DOCUMENT SEGMENT:
———

Their parents, often careless and unmindful of them, give them only the
common run of education, as school, university, and then traveling;
without examining, and very often without being able to judge, if they
did examine, what progress they make in any one of these stages. Then,
they carelessly comfort themselves, and say, that their sons will do like
other people's sons; and so they do, that is, commonly very ill. They
correct none of the childish nasty tricks, which they get at school;
nor the illiberal manners which they contract at the university; nor the
frivolous and superficial pertness, which is commonly all that they
acquire by their travels. As they do not tell them of these things,
nobody else can; so they go on in the practice of them, without ever
hearing, or knowing, that they are unbecoming, indecent, and shocking.
For, as I have often formerly observed to you, nobody but a father can
take the liberty to reprove a young fellow, grown up, for those kinds of
inaccuracies and improprieties of behavior. The most intimate
friendship, unassisted by the paternal superiority, will not authorize
it. I may truly say, therefore, that you are happy in having me for a
sincere, friendly, and quick-sighted monitor. Nothing will escape me:
I shall pry for your defects, in order to correct them, as curiously as
I shall seek for your perfections, in order to applaud and reward them,
with this difference only, that I shall publicly mention the latter, and
never hint at the former, but in a letter to, or a tete-d-tete with you.
I will never put you out of countenance before company; and I hope you
will never give me reason to be out of countenance for you, as any one of
the above-mentioned defects would make me. 'Praetor non, curat de
minimis', was a maxim in the Roman law; for causes only of a certain
value were tried by him but there were inferior jurisdictions, that took
cognizance of the smallest. Now I shall try you, not only as 'praetor'
in the greatest, but as 'censor' in lesser, and as the lowest magistrate
in the least cases.

———

EXCERPTED RECORDS:

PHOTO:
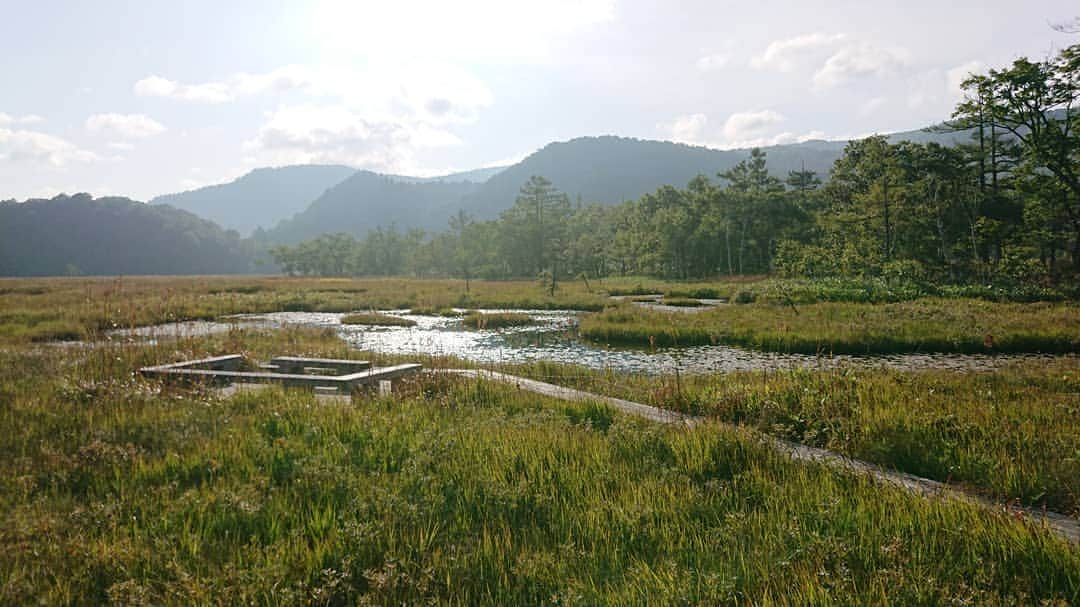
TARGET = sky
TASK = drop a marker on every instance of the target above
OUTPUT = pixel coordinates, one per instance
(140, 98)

———

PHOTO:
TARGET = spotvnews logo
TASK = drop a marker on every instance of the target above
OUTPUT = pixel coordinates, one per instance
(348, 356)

———

INSTRUCTIONS:
[A] In the letter on parental correction, who alone may reprove a grown young fellow for improprieties of behavior?
[B] Print the letter on parental correction from "For, as I have" to "tete-d-tete with you.".
[C] Proceed with the letter on parental correction, continuing from the point where it stops.

PER-TASK ANSWERS:
[A] Only a father can take that liberty.

[B]
For, as I have often formerly observed to you, nobody but a father can
take the liberty to reprove a young fellow, grown up, for those kinds of
inaccuracies and improprieties of behavior. The most intimate
friendship, unassisted by the paternal superiority, will not authorize
it. I may truly say, therefore, that you are happy in having me for a
sincere, friendly, and quick-sighted monitor. Nothing will escape me:
I shall pry for your defects, in order to correct them, as curiously as
I shall seek for your perfections, in order to applaud and reward them,
with this difference only, that I shall publicly mention the latter, and
never hint at the former, but in a letter to, or a tete-d-tete with you.

[C]
I have this moment received Mr. Harte's letter of the 1st November,
N. S., by which I am very glad to find that he thinks of moving toward
Paris, the end of this month, which looks as if his leg were better;
besides, in my opinion, you both of you only lose time at Montpelier;
he would find better advice, and you better company, at Paris. In the
meantime, I hope you go into the best company there is at Montpelier;
and there always is some at the Intendant's, or the Commandant's. You
will have had full time to learn 'les petites chansons Languedociennes',
which are exceedingly pretty ones, both words and tunes. I remember,
when I was in those parts, I was surprised at the difference which I
found between the people on one side, and those on the other side of the
Rhone. The Provencaux were, in general, surly, ill-bred, ugly, and
swarthy; the Languedocians the very reverse: a cheerful, well-bred,
handsome people. Adieu! Yours most affectionately.

P. S. Upon reflection, I direct this letter to Paris; I think you must
have left Montpelier before it could arrive there.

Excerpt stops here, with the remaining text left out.